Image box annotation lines
....................

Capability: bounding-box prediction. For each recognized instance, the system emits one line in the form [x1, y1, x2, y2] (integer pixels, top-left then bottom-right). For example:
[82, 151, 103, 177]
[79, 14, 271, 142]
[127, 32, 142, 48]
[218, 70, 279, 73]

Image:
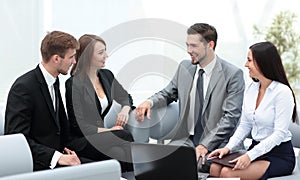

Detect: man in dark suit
[5, 31, 81, 170]
[135, 23, 244, 172]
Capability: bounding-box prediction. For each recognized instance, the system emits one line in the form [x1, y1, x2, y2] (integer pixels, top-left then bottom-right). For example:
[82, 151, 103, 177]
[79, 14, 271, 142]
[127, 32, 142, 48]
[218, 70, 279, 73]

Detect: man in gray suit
[136, 23, 245, 172]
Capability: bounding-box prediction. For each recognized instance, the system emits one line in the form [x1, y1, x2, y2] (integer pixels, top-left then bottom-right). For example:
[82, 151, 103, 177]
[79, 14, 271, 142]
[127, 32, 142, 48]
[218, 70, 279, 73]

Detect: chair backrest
[0, 159, 121, 180]
[0, 134, 33, 177]
[0, 109, 4, 136]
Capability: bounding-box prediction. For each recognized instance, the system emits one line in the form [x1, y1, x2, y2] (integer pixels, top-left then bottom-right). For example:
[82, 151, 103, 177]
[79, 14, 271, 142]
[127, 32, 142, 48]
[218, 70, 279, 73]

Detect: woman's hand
[97, 126, 124, 133]
[229, 154, 251, 170]
[207, 147, 230, 159]
[116, 106, 130, 127]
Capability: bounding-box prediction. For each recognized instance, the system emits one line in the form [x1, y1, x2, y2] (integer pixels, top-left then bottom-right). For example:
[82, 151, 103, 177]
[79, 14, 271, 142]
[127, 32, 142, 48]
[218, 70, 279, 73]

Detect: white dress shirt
[39, 63, 62, 169]
[226, 81, 294, 161]
[188, 56, 216, 135]
[98, 96, 108, 114]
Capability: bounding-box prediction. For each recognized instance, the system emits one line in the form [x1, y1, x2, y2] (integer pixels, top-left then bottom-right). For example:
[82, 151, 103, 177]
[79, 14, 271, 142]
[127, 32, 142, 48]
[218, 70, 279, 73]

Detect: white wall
[0, 0, 300, 108]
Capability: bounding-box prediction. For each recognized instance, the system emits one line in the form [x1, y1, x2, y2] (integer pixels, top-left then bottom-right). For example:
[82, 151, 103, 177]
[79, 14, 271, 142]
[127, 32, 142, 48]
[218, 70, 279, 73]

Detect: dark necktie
[53, 77, 59, 125]
[193, 69, 204, 146]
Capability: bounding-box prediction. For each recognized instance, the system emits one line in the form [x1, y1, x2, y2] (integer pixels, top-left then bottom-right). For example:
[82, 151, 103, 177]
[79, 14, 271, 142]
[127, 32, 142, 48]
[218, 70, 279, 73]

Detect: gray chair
[0, 159, 121, 180]
[270, 121, 300, 180]
[0, 134, 33, 177]
[104, 102, 178, 143]
[0, 109, 4, 136]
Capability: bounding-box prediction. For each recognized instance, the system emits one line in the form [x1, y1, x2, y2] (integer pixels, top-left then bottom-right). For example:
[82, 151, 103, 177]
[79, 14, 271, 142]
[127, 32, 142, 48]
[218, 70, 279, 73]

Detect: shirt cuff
[146, 99, 153, 108]
[49, 151, 62, 169]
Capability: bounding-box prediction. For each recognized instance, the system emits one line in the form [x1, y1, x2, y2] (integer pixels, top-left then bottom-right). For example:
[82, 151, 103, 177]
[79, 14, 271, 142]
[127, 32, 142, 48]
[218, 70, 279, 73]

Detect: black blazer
[5, 66, 69, 170]
[66, 69, 133, 137]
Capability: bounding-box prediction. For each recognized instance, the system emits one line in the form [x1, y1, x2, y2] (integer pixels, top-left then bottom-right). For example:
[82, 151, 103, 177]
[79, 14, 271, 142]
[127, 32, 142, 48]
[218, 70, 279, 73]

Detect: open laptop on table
[131, 143, 206, 180]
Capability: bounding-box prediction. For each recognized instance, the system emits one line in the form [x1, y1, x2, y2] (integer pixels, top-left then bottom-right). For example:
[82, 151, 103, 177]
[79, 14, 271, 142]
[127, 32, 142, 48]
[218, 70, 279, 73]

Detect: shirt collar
[39, 63, 56, 86]
[197, 55, 217, 76]
[253, 81, 279, 90]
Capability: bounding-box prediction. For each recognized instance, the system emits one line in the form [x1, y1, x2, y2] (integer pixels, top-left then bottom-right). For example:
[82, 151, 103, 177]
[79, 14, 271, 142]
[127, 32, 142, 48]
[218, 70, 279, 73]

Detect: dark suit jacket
[66, 69, 133, 140]
[5, 64, 69, 170]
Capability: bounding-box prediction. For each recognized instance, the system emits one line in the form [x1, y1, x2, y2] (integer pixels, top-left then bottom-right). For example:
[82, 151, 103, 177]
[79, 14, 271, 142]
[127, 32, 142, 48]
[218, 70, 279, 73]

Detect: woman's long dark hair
[70, 34, 106, 76]
[249, 42, 298, 122]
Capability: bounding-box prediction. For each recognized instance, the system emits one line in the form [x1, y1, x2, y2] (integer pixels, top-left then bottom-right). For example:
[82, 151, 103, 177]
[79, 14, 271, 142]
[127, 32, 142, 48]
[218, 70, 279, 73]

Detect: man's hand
[57, 148, 81, 166]
[135, 101, 151, 122]
[116, 106, 130, 126]
[196, 144, 208, 164]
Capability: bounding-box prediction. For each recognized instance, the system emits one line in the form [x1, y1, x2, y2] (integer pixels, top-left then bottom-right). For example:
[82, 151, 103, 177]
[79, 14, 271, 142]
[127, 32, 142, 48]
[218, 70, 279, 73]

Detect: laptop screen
[131, 143, 198, 180]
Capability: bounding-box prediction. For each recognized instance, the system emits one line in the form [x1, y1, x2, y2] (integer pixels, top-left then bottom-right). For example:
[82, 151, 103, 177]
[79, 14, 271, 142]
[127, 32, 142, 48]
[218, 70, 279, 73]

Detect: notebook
[131, 143, 198, 180]
[211, 151, 246, 168]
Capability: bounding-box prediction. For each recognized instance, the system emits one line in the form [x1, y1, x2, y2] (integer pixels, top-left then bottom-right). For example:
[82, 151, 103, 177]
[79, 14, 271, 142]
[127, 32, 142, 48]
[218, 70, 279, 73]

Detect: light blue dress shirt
[226, 81, 294, 161]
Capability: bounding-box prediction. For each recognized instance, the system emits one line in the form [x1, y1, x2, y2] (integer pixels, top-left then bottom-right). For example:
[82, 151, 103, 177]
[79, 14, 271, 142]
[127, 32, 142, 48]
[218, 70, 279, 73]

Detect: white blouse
[226, 81, 294, 161]
[98, 96, 108, 114]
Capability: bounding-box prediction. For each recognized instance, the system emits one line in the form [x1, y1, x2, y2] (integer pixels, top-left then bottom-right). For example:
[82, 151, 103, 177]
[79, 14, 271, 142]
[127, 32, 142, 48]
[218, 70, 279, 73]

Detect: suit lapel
[35, 66, 60, 128]
[202, 58, 222, 114]
[98, 69, 112, 104]
[182, 64, 197, 116]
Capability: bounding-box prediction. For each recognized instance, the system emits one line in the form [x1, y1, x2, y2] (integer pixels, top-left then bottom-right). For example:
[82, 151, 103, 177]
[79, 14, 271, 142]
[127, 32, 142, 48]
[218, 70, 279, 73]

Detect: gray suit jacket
[150, 57, 245, 151]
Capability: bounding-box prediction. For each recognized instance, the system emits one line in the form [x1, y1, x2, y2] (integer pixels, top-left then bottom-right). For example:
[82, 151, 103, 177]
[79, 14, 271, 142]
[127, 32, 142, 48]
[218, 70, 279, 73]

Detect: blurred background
[0, 0, 300, 109]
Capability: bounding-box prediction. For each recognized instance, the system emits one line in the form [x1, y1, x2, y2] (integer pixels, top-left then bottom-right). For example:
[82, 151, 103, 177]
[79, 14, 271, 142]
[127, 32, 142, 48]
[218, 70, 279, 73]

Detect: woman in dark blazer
[66, 34, 133, 172]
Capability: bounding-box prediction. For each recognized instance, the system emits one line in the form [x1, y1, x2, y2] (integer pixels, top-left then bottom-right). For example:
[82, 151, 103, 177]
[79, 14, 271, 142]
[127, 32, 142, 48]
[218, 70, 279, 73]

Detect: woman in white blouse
[208, 42, 298, 179]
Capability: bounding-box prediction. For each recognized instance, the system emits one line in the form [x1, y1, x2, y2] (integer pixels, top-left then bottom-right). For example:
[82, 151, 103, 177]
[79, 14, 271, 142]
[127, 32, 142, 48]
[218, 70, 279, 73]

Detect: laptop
[131, 143, 198, 180]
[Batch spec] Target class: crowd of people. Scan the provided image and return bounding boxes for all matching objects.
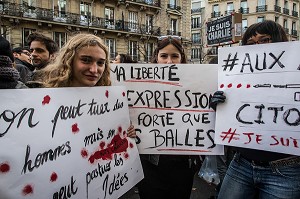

....................

• _CHALLENGE_: Convert the lines from the first one up to and including the line containing "[135, 23, 244, 172]" into a JSON list of strings, one string per line, with blank lines dropped. Leave out the pictures.

• _COMPLETE OUTPUT_:
[
  "Capability: bounding-box prediction. For each recognized instance, the system emits one line in the form [x1, y1, x2, y2] (integer pixels, top-left then bottom-right). For example:",
  "[82, 151, 103, 177]",
  "[79, 14, 271, 142]",
  "[127, 32, 142, 48]",
  "[218, 70, 279, 73]",
  "Image:",
  "Detect: man in dark suit",
  "[5, 31, 81, 170]",
  "[135, 23, 244, 172]"
]